● **What to do**
Rewrite every line from the one holding "In this exercise you will indicate the choppy" through the end of the records, both ends included, and keep all other text unchanged. Multiply each coordinate in the answers by 2.6 and round it to a whole number, with halves rounding up.

Dataset records:
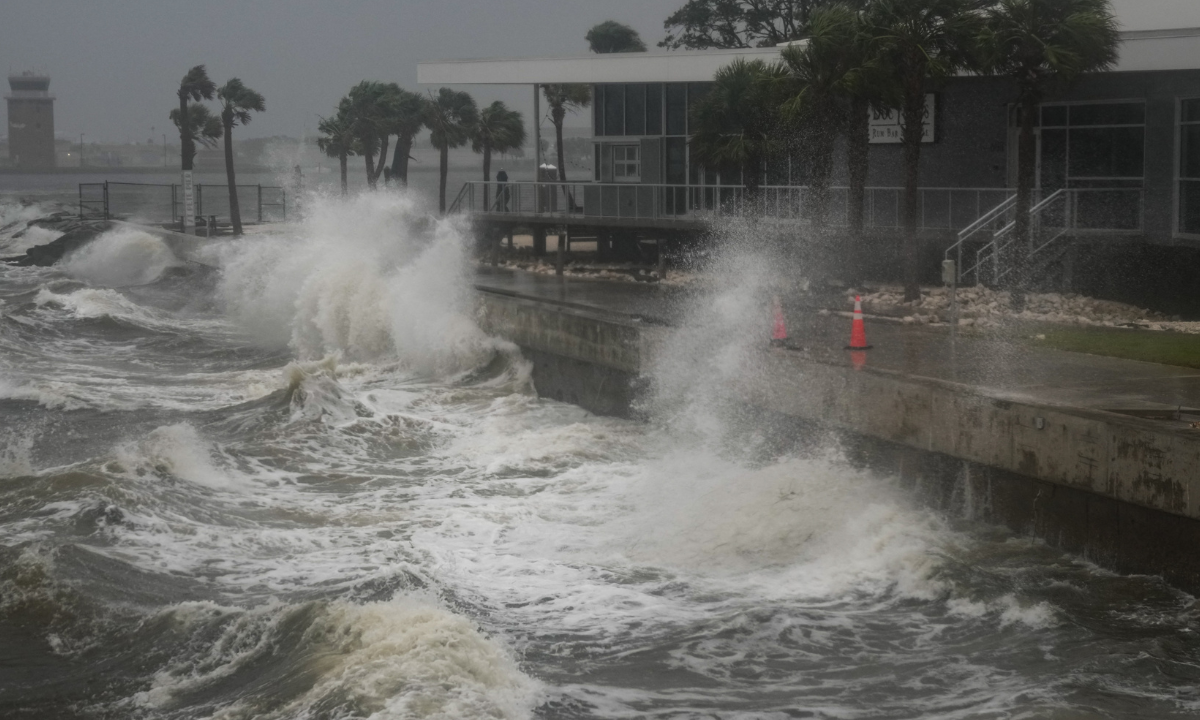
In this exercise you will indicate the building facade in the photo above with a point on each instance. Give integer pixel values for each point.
(30, 121)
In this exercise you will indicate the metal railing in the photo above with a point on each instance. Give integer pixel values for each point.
(161, 203)
(989, 244)
(939, 209)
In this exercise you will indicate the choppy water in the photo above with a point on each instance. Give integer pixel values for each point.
(305, 485)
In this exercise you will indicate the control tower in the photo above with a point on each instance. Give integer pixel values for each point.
(30, 121)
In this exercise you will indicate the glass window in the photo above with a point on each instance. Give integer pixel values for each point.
(654, 109)
(676, 161)
(635, 109)
(598, 109)
(677, 108)
(625, 163)
(1116, 113)
(1189, 167)
(613, 109)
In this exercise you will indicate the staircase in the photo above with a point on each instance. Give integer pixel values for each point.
(987, 249)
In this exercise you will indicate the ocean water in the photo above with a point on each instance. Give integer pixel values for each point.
(299, 481)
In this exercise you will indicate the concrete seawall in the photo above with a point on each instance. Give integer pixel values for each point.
(1121, 490)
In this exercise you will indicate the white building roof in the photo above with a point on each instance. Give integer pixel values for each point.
(1140, 51)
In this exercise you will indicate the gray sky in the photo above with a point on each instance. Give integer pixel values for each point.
(115, 64)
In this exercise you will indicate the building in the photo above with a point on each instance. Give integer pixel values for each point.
(30, 121)
(1119, 155)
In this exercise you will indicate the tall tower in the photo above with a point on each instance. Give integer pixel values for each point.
(30, 121)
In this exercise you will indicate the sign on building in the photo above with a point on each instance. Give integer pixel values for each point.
(886, 126)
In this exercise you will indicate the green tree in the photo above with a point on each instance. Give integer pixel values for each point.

● **Answer to the task**
In this exercise you will indicate the choppy water in the photo above with a point on each instance. Give integer pixel values for each point.
(793, 1261)
In this exercise you will indicate the control tower in the photo above with a point on each instance. Give integer pixel values for each point.
(78, 315)
In this exercise you will indicate the glass window in the photo above with a point on each instance. Give integer pixel values for each point.
(1700, 283)
(1758, 419)
(1651, 283)
(1555, 283)
(1760, 281)
(1625, 424)
(2902, 294)
(3091, 434)
(1594, 283)
In this exercise you will indicate the staircase in the photo above with a point on each instance. Give integer pixel values for each point.
(2566, 647)
In this exercise you will indicate the ocean water in the photo above with a point on each instance. Give integer pixel values for each point.
(777, 1251)
In this exercise you will indicate the concrete seawall in the photo above with a point on each instance. Give integer pixel values for each point.
(2915, 1274)
In this exercise you will indicate the white building roof in the photo above with a point on each instance. Give integer pixel values for each point.
(2964, 133)
In this exercise you will indicate the gray sky in the photo above with a point on each instance. Give integer pixel values for each point.
(299, 166)
In this exercise you will indicate the building in the photo above with a point on each instance. Give integer pixel values for each point.
(78, 315)
(2909, 403)
In this exercise you will indicate the tall tower in the photo above with a point on each instance. Give integer pixel values for each point.
(78, 315)
In this exercise you will indicate the sign on building in the photo above with a point on each instance. Give integer pixel values for each point.
(2304, 328)
In this exercise you will indicate the green tree in the photo above with a point on each instance. Give integer pixel values for each point.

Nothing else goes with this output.